#### TASK PROMPT:
Can you rewrite the records from the line containing "My team needs the bounding box of the lattice" through the end of the records, inclusive, replacing "crane" with "derrick" and keeping everything else the same?

#### INPUT FOR THIS TASK:
::::::::
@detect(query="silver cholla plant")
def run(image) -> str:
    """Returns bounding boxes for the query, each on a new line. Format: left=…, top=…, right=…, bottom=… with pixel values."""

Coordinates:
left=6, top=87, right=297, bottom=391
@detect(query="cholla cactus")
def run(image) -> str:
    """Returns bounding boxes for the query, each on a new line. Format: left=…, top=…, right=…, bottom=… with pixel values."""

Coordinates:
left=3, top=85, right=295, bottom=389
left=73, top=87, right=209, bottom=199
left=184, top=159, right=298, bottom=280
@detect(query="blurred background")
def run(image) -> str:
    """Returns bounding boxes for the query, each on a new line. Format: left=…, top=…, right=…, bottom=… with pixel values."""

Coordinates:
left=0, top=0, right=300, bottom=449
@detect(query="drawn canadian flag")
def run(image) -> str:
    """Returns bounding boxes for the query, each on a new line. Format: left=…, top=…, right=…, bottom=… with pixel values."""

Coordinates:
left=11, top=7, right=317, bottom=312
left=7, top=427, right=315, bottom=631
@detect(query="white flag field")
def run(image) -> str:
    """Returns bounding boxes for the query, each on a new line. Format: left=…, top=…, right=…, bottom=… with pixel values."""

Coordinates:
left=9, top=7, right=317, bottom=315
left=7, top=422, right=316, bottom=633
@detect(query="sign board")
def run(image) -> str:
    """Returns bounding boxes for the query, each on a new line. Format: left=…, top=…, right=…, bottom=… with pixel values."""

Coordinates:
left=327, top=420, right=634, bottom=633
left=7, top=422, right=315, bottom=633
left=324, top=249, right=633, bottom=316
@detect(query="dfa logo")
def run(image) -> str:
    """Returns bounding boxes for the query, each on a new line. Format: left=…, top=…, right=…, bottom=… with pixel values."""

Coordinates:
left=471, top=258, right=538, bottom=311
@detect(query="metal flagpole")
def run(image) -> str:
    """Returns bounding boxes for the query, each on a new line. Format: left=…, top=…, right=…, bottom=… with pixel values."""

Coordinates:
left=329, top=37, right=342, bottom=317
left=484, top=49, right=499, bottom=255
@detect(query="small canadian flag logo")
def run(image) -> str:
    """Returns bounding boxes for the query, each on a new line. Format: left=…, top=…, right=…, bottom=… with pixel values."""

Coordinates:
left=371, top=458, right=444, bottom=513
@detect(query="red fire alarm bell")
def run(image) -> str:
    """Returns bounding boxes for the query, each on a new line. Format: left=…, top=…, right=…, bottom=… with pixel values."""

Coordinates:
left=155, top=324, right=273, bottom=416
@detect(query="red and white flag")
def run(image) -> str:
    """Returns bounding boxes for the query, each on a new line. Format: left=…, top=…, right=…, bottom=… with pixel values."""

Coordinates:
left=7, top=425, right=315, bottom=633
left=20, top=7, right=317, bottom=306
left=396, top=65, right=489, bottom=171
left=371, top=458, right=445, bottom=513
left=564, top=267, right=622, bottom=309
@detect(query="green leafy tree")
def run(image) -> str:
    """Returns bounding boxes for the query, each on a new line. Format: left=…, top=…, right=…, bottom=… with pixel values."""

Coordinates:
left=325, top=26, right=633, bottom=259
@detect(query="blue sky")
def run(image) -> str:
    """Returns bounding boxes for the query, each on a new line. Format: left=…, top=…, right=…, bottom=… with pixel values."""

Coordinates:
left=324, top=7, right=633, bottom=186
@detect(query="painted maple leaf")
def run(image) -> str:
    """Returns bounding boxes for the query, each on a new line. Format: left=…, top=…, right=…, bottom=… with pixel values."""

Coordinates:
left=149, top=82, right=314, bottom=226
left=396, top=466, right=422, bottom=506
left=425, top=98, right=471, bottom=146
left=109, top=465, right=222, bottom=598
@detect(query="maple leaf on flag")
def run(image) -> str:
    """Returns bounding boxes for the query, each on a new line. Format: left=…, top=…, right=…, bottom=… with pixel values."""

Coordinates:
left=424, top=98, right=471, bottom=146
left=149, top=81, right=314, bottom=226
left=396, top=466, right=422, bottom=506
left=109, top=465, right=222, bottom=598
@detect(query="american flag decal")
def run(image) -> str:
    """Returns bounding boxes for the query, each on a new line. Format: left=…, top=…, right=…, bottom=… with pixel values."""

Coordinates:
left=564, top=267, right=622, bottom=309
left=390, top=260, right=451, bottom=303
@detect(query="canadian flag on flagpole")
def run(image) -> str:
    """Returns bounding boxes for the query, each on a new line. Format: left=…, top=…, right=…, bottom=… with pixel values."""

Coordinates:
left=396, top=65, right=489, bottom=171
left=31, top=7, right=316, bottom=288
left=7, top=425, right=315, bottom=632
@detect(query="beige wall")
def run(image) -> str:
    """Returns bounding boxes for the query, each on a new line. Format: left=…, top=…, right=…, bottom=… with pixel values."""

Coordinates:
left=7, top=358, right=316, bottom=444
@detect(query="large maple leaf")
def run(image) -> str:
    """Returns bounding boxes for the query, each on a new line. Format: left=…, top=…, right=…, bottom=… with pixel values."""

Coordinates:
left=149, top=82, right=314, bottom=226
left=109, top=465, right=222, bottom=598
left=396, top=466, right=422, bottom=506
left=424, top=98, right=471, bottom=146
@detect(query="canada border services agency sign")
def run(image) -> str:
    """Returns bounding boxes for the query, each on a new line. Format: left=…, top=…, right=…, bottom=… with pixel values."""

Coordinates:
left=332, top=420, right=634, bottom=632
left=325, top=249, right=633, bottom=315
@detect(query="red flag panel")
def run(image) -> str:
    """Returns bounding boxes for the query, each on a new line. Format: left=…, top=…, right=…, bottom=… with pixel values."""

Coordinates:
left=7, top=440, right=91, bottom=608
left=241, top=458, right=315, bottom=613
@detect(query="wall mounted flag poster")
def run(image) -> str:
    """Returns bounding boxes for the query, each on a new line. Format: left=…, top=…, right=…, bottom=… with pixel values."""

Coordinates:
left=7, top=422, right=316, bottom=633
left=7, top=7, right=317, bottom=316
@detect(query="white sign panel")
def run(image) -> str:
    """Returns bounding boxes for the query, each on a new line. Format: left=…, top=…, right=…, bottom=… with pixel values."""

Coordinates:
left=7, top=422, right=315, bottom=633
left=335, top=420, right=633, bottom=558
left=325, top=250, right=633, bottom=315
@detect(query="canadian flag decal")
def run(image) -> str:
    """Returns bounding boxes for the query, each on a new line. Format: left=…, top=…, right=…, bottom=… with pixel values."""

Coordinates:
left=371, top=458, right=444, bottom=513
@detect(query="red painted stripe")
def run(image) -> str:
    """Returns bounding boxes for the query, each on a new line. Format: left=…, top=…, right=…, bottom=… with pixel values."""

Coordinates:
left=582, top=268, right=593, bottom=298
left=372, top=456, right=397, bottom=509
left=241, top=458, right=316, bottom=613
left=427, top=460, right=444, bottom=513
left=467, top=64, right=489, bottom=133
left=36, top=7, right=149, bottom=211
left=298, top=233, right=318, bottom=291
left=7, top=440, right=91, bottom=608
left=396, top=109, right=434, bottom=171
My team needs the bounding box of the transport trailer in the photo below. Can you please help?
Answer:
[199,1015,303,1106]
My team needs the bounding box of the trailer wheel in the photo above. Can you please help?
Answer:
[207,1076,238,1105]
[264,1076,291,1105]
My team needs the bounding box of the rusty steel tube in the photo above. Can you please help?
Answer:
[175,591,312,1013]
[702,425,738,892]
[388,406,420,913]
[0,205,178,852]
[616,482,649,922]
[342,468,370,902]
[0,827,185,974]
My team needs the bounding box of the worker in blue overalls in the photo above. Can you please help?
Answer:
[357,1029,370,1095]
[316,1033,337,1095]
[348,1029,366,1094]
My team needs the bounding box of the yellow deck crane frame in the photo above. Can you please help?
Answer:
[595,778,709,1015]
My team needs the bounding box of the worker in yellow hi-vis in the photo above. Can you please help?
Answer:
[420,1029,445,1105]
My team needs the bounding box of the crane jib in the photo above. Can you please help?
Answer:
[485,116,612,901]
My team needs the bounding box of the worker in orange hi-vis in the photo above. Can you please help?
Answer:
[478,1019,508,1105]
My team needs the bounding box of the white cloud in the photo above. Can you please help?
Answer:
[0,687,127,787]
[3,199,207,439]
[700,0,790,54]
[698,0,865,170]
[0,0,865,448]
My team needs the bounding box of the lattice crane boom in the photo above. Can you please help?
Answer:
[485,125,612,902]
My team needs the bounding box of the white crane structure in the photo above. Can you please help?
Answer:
::::::::
#### FINISHED EXERCISE:
My team needs the bounding box of the lattice derrick boom in the photo above. Can you please help?
Answer:
[485,125,612,902]
My team needs the bounding box of the white derrick structure in the photo above. Can you please help?
Answer:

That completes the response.